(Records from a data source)

* * * * * * * * *

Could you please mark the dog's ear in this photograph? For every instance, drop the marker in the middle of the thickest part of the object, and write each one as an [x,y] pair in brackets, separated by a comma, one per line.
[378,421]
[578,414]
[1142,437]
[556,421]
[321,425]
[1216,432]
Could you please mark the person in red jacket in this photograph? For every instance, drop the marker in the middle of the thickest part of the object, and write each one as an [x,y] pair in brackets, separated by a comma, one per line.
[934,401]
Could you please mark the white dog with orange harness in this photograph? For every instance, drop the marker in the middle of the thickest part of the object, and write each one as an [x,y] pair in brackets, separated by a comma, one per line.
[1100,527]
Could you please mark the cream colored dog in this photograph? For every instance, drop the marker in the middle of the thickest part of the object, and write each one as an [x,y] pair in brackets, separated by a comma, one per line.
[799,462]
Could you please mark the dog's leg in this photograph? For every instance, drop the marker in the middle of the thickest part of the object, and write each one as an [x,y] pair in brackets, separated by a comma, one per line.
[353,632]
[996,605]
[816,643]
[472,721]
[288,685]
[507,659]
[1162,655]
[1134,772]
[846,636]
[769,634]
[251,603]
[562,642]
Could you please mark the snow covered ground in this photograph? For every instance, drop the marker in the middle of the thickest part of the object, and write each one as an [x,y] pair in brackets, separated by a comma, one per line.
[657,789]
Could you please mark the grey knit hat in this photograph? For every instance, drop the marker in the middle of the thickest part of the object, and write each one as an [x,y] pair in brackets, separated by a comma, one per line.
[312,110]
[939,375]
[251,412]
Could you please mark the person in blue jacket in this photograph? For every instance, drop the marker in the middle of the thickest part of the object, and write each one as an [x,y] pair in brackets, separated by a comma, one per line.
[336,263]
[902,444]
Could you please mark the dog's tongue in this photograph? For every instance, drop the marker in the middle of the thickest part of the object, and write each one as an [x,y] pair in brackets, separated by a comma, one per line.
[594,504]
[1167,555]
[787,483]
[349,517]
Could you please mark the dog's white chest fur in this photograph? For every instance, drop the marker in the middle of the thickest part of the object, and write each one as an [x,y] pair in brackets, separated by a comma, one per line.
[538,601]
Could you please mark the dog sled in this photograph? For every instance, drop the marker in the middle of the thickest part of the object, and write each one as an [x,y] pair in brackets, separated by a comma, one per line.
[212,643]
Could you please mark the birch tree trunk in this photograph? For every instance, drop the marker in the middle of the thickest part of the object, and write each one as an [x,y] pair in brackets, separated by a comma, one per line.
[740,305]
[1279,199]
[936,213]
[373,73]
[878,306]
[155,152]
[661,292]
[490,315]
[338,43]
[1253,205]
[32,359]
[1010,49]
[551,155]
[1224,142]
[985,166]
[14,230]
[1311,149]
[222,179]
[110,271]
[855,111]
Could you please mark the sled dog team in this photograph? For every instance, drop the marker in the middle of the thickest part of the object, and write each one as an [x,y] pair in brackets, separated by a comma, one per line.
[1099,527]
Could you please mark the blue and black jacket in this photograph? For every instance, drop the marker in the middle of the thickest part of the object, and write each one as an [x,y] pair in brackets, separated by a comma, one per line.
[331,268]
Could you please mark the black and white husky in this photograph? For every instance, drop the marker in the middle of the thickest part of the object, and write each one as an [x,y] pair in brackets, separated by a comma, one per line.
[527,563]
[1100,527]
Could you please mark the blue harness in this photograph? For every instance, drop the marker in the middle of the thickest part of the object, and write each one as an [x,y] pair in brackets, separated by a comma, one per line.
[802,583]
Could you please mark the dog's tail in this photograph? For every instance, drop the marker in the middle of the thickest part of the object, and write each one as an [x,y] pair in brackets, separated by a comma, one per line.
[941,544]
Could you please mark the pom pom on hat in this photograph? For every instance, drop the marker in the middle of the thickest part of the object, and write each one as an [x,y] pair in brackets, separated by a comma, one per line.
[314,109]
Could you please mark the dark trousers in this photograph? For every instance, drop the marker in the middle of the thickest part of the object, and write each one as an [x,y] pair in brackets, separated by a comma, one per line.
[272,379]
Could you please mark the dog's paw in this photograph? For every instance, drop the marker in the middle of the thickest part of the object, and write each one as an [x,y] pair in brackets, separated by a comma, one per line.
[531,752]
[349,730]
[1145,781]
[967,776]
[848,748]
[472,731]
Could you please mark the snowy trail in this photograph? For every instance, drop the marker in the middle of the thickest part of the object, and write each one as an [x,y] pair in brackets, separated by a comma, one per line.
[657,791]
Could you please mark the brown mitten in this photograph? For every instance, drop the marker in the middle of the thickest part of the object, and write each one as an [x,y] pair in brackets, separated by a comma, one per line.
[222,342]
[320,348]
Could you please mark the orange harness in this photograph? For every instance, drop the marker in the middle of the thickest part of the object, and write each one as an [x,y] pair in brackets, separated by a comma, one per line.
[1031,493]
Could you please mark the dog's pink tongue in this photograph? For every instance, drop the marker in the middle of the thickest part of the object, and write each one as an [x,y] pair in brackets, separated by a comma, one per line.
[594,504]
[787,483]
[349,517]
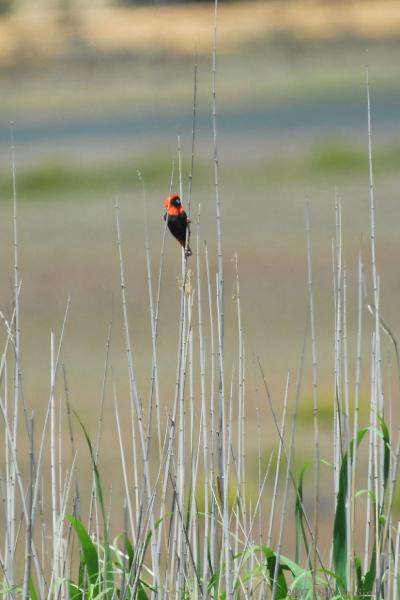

* * * * * * * * *

▶ Task to complete
Each record above should be repeated exactly, please, without pictures.

▶ Exercise answer
Could you please mark the dog's ear in this photograph? For every instance, drop the marker in the middle of the thickest part of the object, and write each one as an [x,y] pair in brackets, separated by a comma, one per line.
[378,421]
[578,414]
[1142,437]
[556,421]
[321,425]
[1216,432]
Could you please mark the person in red jacket in this photograph? For every instance, drop the marker in the middle of the thickest part of the object, and write each one as an [x,y] pair in brackets, separated by a comma, one per line.
[934,401]
Could you please mark the white dog with orange harness in this photograph? For every instance, drop the marker in the middle of the thickest part of the object, and write each one as an [x,y] pair in brackets, separated by a comma, one per line.
[1100,527]
Could you please mark the cream colored dog in this photograph? For every instance, drop the marker in the middle of the thickest part of the object, and write each one as an [x,y] pair in brackets, separated by a comma, one per line.
[799,462]
Could you please mark the dog's leg in this photograph? For every instance, drop the marker in the middle of the thickest part of the object, and write each one as an [x,y] pair in brackets, separated by a comma, one per line.
[353,632]
[996,605]
[816,643]
[472,721]
[288,685]
[507,659]
[1162,655]
[1134,772]
[846,636]
[769,634]
[251,603]
[562,642]
Could you please mark the snow covered ground in this photograph? For every instance, drop the marker in the middle of the thickest part of the object, and write each one as an [x,y] pair in brackets, separated by a comma, one per line.
[657,789]
Could you please mark the grey knit hat in this photograph? For every instance, drop the marker in the middle of the thickest part of the object, and write each one as an [x,y] pair in brackets, separated by a comma, one per line.
[312,110]
[939,375]
[251,412]
Could you please mark the person in blue jacket in this photograph? For every instance, drop the marker in the middle of the thickest part of the object, and write each one as an [x,y] pair in brackets, separated by a comma, one per line.
[336,263]
[902,444]
Could you please mark the dog's tongue in this photograph? For every instance, drop the marker in the middle of the thickest part of the object, and write each one as an [x,y] pair in brackets, separated by a comma, one per line.
[594,504]
[1167,555]
[787,483]
[349,517]
Could you please mark the dog's white chest fur in this photograph? For every instance, drop the marker in the middle of the thickest part of the object, and write each one as an [x,y] pair in brackets, separated by a comma, one per line.
[538,601]
Could you please mark the dog sled in this photograph? For every instance, drop the marker in the middle of the thickest part of the object, and write each one as an [x,y] pair in brackets, separated by a comma, one per line.
[212,643]
Could you please mark the birch tree trunk in this photograph? For every instance, drop the marker in the middle of the thickest part of the object, and write each one as an [x,y] pair in brackets, separated by a comma, one per line.
[740,305]
[1279,199]
[936,213]
[373,73]
[878,306]
[155,152]
[661,292]
[490,315]
[338,43]
[1253,205]
[32,359]
[1010,49]
[551,155]
[1224,142]
[985,166]
[14,230]
[1311,149]
[222,179]
[110,271]
[855,111]
Could you please mark the sled dog team in this photograph? For every instance, drop the marker in the middle of the thickest part of the object, and write each one as an [x,y] pair in brackets, separated by a comma, one per line.
[1099,527]
Could you please mark the blue and black jacket in this photograph? For every instance, drop the marker in the middle of the thickest part of the object, and write each one as an [x,y] pair in brackets, separated by a comma, one per line.
[331,268]
Could you please mark the black and white husky in this photograph? For every instance, drop the marker in the middle of the thickest part of the object, and write each one as an [x,y] pair in brackets, separated by a comma, one per line.
[527,563]
[1100,527]
Could you please mark the blue harness in this photograph? For every instance, drop the marker in the middle of the thickest part of the object, and write each one as an [x,y] pair in brackets, separated by a comma, one per line.
[802,583]
Could you please mark the dog's tail in this photograph? For every instance, drop the marker in the middle of the thickest part of the object, and write each one as an [x,y] pair in brackets, separated by a comma, one per line.
[941,544]
Could you please mark the pom pom on hat in this photograph? For every instance, drop the marker in the middle of the thickest part of the object, and write each one as an [x,y] pair in brackets, separated by a comma, one per line.
[314,109]
Could you please mark the dark trousers in this photograph? For every instance, drop the marker in the middle of the thickest part of the object, and write each one as an [x,y] pair in brackets, separated by a comma, one per line.
[272,379]
Could you please mark the dog's paw in this photograph? For every instance, drop the marker in the middle of the thickest part of the object, and write each one as an [x,y] pair in brackets, separated by a comma, one per line.
[531,752]
[349,730]
[1145,781]
[967,776]
[848,748]
[472,731]
Could you please mark the snowy trail in this photograph? For every instance, drop the marker in the middle of the thickest part of the object, and write each one as an [x,y] pair in brackets, separated by a comma, one per line.
[657,791]
Could you please mark the brown mitten in this photograph? For every instance, drop the marker in the middle of the thickest part of the object, and write each one as an [x,y] pair in brackets, separated by a comma, one per line.
[222,342]
[320,348]
Could you please mark the orange harness in this photograph? For every instance, drop the marker in the middle of the thickest part of the object, and write each one as an [x,y] pair in brackets, separated by a comma, one per line.
[1031,493]
Could you please mark the dog's pink tongue in this photograph? For every instance, drop the marker in the middle of the thickest part of the object, and write each one as an [x,y] pair in brackets, separated by a comma, one per line.
[594,504]
[787,483]
[349,517]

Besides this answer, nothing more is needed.